SET TASK: Transcribe every line of the items below character for character, leaving the pictures out of your copy.

══ RAW DATA

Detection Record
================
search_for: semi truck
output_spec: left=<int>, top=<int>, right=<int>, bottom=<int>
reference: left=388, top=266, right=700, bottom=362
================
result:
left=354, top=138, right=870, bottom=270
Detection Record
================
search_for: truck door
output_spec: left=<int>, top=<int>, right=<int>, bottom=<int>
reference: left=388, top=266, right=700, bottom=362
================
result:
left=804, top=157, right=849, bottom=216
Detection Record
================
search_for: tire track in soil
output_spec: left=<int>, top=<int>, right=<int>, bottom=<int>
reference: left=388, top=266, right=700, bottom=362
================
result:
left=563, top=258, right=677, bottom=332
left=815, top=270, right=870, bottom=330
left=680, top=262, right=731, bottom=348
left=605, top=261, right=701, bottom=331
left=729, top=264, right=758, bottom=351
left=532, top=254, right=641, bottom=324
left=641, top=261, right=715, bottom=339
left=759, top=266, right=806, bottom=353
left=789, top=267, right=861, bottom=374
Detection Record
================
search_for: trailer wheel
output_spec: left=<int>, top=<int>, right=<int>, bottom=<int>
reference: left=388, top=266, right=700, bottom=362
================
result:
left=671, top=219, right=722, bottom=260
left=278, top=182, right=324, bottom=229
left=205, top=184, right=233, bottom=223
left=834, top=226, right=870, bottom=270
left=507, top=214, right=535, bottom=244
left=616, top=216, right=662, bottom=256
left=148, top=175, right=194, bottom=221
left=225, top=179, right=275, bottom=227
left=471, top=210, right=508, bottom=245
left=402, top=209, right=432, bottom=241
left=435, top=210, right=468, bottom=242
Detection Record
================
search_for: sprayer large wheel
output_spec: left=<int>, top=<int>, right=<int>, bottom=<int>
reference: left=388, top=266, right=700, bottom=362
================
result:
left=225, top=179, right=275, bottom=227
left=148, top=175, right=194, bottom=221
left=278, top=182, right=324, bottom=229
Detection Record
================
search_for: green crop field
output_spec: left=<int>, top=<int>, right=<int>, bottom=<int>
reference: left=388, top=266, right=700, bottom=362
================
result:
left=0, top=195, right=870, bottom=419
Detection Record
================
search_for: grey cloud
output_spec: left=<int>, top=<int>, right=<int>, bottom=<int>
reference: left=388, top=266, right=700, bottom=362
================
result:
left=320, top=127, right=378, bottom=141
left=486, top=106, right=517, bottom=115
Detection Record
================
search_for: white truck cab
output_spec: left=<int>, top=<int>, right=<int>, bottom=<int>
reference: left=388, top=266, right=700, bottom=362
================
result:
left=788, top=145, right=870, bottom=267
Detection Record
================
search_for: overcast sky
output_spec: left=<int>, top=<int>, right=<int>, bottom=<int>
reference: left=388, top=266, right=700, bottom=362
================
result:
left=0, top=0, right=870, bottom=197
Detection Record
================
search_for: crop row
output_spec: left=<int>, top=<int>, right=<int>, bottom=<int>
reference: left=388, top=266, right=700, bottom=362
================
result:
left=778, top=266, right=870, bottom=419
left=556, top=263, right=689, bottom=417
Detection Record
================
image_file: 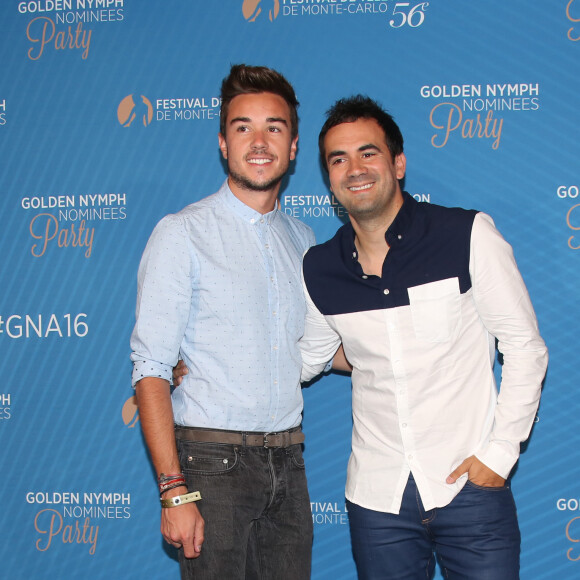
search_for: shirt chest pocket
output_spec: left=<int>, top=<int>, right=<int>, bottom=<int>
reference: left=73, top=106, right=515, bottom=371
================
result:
left=407, top=278, right=461, bottom=342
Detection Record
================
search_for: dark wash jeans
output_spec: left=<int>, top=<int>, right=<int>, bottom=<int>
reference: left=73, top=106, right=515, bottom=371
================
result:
left=347, top=476, right=520, bottom=580
left=177, top=432, right=312, bottom=580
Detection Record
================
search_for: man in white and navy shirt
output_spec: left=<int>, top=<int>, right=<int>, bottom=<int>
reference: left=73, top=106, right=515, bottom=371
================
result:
left=300, top=95, right=547, bottom=580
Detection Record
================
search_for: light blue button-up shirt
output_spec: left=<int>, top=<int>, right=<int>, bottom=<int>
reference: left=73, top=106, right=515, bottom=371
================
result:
left=131, top=182, right=314, bottom=432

════

RESPONSE TO THE EXERCISE:
Detection Record
================
search_for: semi truck
output_spec: left=<int>, top=<int>, right=<int>, bottom=<int>
reference: left=388, top=266, right=700, bottom=362
================
result:
left=354, top=138, right=870, bottom=270
Detection Record
================
search_for: truck door
output_spec: left=<int>, top=<int>, right=<int>, bottom=<int>
reference: left=388, top=266, right=700, bottom=362
================
result:
left=804, top=157, right=849, bottom=216
Detection Record
================
search_for: tire track in soil
output_spec: left=<int>, top=<int>, right=<int>, bottom=<int>
reference: left=388, top=266, right=700, bottom=362
================
result:
left=563, top=258, right=677, bottom=332
left=815, top=270, right=870, bottom=330
left=680, top=262, right=731, bottom=348
left=605, top=261, right=701, bottom=331
left=729, top=264, right=758, bottom=351
left=532, top=254, right=641, bottom=324
left=641, top=261, right=715, bottom=339
left=759, top=266, right=806, bottom=353
left=789, top=267, right=861, bottom=374
Detection Record
================
search_for: trailer wheel
output_spec: left=<int>, top=<int>, right=<int>, bottom=<int>
reference: left=388, top=266, right=700, bottom=362
================
result:
left=671, top=219, right=722, bottom=260
left=278, top=182, right=324, bottom=229
left=205, top=184, right=233, bottom=223
left=834, top=226, right=870, bottom=270
left=507, top=214, right=535, bottom=244
left=616, top=216, right=662, bottom=256
left=148, top=175, right=194, bottom=221
left=225, top=179, right=275, bottom=227
left=471, top=210, right=508, bottom=245
left=402, top=209, right=432, bottom=241
left=435, top=210, right=468, bottom=242
Detection Record
================
search_for: sprayer large wheel
output_spec: left=<int>, top=<int>, right=<int>, bottom=<int>
reference: left=388, top=266, right=700, bottom=362
================
result:
left=225, top=179, right=275, bottom=227
left=148, top=175, right=194, bottom=221
left=278, top=182, right=324, bottom=229
Detection Record
================
search_for: green crop field
output_spec: left=<int>, top=<int>, right=<int>, bottom=<int>
reference: left=388, top=266, right=700, bottom=362
================
result:
left=0, top=195, right=870, bottom=419
Detection Record
================
search_for: grey cloud
output_spec: left=<int>, top=<int>, right=<int>, bottom=<int>
reference: left=388, top=266, right=700, bottom=362
================
result:
left=320, top=127, right=378, bottom=141
left=486, top=106, right=517, bottom=115
Detection Record
================
search_for: white truck cab
output_spec: left=<int>, top=<int>, right=<int>, bottom=<int>
reference: left=388, top=266, right=700, bottom=362
================
result:
left=788, top=145, right=870, bottom=267
Detection Record
================
search_for: overcast sky
output_spec: left=<int>, top=<int>, right=<int>, bottom=<int>
reference: left=388, top=266, right=700, bottom=362
================
result:
left=0, top=0, right=870, bottom=197
Detection Record
================
search_for: crop row
output_spec: left=<int>, top=<int>, right=<int>, bottom=<int>
reference: left=388, top=266, right=700, bottom=362
================
result:
left=778, top=266, right=870, bottom=419
left=556, top=263, right=689, bottom=417
Detection Record
================
image_file: 
search_for: shirt chest pocket
output_spec: left=<int>, top=<int>, right=<int>, bottom=<int>
reference: left=73, top=106, right=515, bottom=371
================
result:
left=407, top=278, right=461, bottom=342
Detection Record
================
search_for: dark wash jeans
output_spec: left=<int>, top=<int>, right=<int>, bottom=<int>
reference: left=73, top=106, right=515, bottom=371
================
result:
left=347, top=476, right=520, bottom=580
left=177, top=432, right=312, bottom=580
Detection Record
================
search_for: man in white and navy shirt
output_spec: left=<int>, top=<int>, right=<int>, bottom=<int>
reference: left=73, top=106, right=515, bottom=371
================
result:
left=300, top=95, right=547, bottom=580
Detection Record
================
search_for: light blue button-up shirt
output_spec: left=<int>, top=<int>, right=<int>, bottom=<int>
reference: left=73, top=106, right=515, bottom=371
================
result:
left=131, top=182, right=314, bottom=432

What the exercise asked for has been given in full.